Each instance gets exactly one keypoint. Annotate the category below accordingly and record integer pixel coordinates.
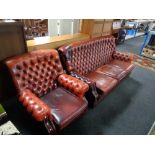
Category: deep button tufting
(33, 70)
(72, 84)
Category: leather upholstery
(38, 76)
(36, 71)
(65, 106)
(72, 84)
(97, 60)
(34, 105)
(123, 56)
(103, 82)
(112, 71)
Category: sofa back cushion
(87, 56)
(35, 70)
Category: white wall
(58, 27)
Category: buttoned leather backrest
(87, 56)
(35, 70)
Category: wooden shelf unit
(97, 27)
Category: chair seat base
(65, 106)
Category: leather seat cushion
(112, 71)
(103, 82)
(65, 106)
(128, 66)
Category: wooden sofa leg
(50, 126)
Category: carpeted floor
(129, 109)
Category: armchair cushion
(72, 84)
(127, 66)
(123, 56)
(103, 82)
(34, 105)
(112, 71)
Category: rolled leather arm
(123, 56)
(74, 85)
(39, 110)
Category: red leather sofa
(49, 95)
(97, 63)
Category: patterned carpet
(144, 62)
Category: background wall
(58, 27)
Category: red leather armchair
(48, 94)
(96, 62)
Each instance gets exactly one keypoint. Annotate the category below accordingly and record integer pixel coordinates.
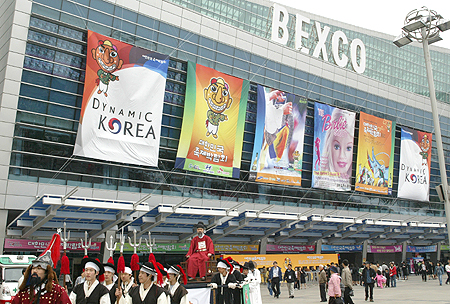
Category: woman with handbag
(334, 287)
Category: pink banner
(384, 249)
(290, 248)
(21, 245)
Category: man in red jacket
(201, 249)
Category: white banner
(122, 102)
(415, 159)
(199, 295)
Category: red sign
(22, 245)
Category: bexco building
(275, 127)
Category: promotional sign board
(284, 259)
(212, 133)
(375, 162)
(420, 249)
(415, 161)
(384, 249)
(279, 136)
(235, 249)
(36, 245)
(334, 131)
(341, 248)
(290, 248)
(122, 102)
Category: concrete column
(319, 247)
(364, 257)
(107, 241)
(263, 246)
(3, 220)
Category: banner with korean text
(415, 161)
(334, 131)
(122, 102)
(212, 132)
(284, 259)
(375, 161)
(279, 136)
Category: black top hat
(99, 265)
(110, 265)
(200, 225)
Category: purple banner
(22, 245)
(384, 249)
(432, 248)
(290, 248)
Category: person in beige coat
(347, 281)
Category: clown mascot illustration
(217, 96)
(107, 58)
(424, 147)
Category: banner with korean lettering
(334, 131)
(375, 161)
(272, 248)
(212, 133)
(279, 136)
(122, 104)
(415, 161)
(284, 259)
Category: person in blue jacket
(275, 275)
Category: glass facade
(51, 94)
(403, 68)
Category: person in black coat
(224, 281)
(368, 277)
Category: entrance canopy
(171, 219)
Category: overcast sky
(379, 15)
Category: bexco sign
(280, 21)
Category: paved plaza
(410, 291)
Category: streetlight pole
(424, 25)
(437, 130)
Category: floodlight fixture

* * *

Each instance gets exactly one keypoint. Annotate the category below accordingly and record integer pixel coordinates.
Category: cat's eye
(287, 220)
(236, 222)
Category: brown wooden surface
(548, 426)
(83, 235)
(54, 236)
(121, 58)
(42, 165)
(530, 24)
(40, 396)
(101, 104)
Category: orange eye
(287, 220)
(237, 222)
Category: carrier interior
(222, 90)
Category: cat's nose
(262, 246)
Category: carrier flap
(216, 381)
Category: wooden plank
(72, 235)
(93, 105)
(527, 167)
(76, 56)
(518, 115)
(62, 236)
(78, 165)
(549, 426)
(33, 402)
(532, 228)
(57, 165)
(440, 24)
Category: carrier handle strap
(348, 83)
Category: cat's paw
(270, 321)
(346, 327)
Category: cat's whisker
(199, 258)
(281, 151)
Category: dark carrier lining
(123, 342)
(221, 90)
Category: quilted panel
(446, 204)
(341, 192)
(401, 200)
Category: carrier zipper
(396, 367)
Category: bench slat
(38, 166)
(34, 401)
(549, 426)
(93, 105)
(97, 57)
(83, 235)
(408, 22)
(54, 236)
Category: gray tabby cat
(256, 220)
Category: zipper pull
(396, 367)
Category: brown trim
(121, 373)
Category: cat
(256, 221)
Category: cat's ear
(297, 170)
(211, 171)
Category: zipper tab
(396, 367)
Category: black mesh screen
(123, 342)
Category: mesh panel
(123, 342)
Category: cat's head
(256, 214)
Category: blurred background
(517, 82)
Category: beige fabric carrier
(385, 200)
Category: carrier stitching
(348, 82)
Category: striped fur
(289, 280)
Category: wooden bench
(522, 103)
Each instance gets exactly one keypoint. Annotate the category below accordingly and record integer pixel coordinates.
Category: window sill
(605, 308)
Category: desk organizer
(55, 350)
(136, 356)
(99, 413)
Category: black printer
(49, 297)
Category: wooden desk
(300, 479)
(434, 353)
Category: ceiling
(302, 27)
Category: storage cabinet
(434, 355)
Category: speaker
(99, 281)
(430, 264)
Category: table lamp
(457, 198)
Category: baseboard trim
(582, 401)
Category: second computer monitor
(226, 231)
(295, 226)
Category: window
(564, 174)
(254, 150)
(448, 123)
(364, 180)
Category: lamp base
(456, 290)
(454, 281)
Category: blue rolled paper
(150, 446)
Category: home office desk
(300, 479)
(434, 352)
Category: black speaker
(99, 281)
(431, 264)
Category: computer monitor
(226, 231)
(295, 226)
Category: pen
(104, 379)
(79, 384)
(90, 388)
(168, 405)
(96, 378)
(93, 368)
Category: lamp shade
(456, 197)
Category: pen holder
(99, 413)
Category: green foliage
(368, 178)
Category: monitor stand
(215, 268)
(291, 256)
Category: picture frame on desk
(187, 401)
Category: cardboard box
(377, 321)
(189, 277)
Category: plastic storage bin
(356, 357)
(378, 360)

Problem:
Count the lines in the records above that contain the string "sign", with case taken into account, and give only the number.

Full solution:
3